Gennaro – Pavol Breslik
Maffio Orsini – Jana Kurucová
Jeppo Livoretto – Paul Kaufmann
Apostolo Gazella – Andrew Harris
Ascanio Petrucci – Seth Carico
Oloferno Vitellozzo – Jörg Schörner
Rustighello – Alvaro Zambrano
Gubetta – Simon Pauly
Astolfo – Tobias Kehrer
Eine Stimme aus der Ferne – Tobias Kehrer

Chor der Deutschen Oper Berlin
Orchester der Deutschen Oper Berlin

26. April 2013

Liederabend – Ian Bostridge & Friends.
Laeiszhalle Hamburg, Kl. Saal.

19:15 Uhr Einführung, 20:00 Uhr, Parkett Mitte links, Reihe 9, Platz 4



Benjamin Britten – Songs and Proverbs of William Blake op. 74
Henry Purcell/Benjamin Britten – Lord, what is Man
Pelham Humfrey – A Hymn to God the Father D 49 (arrangiert von Michael Tippett und Walter Bergmann)
William Croft/Benjamin Britten – A Hymn in Divine Musick

(Pause)

Benjamin Britten – Canticle I op. 40
für Tenor und Klavier „My Beloved is Mine“
Benjamin Britten – Canticle II op. 51
für Alt, Tenor und Klavier „Abraham and Isaac“
Benjamin Britten – Canticle III op. 55
für Tenor, Horn und Klavier „Still falls the Rain“
Benjamin Britten – Canticle IV op. 86
für Countertenor, Tenor, Bariton und Klavier „Journey of the Magi“
Benjamin Britten – Canticle V op. 89
für Tenor und Harfe „The Death of Saint Narcissus“

(Ian Bostridge – Tenor, Iestyn Davies – Countertenor, Simon Keenlyside – Bariton, Stefan Dohr – Horn, Maria Tsaytler – Harfe, Julius Drake – Klavier)

+++++

ÜBUNGSAUFGABEN =>
1 – Beantworten Sie anhand des Dokumenttexts die folgenden Fragen:
(a) Welche Rolle übernimmt Tobias Kehrer außer Astolfo?
(b) Um wie viel Uhr beginnt die Einführung zum Liederabend?
(c) Welches Instrument spielt Maria Tsaytler?
2 – Ermitteln Sie, wie viele Zeilen der Datensätze die Zeichenfolge „cupcake“ enthalten, wobei Groß- und Kleinschreibung zu beachten ist. Geben Sie ausschließlich die Zahl an.
Zwischen dem Text und den Datensätzen besteht kein Zusammenhang.

+++++

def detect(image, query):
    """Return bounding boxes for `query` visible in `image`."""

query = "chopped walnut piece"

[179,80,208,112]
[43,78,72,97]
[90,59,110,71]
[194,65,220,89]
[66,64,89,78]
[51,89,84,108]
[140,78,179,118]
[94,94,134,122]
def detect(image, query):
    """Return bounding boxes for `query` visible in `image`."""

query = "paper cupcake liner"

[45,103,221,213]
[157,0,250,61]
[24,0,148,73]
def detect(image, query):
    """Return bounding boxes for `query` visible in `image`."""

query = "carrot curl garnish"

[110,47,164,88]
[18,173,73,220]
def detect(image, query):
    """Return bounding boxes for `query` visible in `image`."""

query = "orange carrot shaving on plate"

+++++

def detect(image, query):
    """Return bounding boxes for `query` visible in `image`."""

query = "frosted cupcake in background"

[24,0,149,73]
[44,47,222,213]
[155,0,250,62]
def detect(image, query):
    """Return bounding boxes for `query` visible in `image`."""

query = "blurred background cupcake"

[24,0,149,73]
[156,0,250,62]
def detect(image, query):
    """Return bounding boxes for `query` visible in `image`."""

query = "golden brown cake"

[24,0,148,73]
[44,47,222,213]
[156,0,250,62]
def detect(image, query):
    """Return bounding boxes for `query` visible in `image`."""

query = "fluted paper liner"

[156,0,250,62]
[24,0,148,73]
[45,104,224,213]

+++++

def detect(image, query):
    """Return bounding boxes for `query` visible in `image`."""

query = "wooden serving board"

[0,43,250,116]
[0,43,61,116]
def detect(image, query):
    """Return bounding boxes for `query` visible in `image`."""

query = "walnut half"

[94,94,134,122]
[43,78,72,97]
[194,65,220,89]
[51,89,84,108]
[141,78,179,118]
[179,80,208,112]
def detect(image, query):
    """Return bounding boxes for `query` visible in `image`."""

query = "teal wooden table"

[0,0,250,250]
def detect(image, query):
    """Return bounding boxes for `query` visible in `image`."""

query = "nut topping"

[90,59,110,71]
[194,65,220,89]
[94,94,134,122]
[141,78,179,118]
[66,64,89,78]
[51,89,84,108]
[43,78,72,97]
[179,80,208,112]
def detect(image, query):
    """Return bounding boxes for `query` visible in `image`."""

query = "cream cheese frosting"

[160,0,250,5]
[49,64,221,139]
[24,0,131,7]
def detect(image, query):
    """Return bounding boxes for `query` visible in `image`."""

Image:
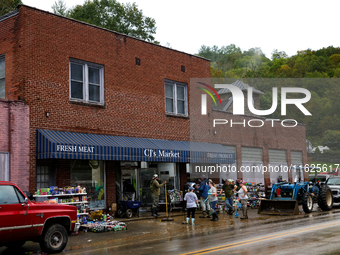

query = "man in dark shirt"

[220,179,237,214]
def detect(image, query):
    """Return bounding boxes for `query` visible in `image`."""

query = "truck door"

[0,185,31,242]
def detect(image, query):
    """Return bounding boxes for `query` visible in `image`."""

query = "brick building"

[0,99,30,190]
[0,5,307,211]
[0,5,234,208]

+++++

LÖSUNGEN =>
1 –
(a) Eine Stimme aus der Ferne
(b) Um 19:15 Uhr
(c) Harfe

2 – 3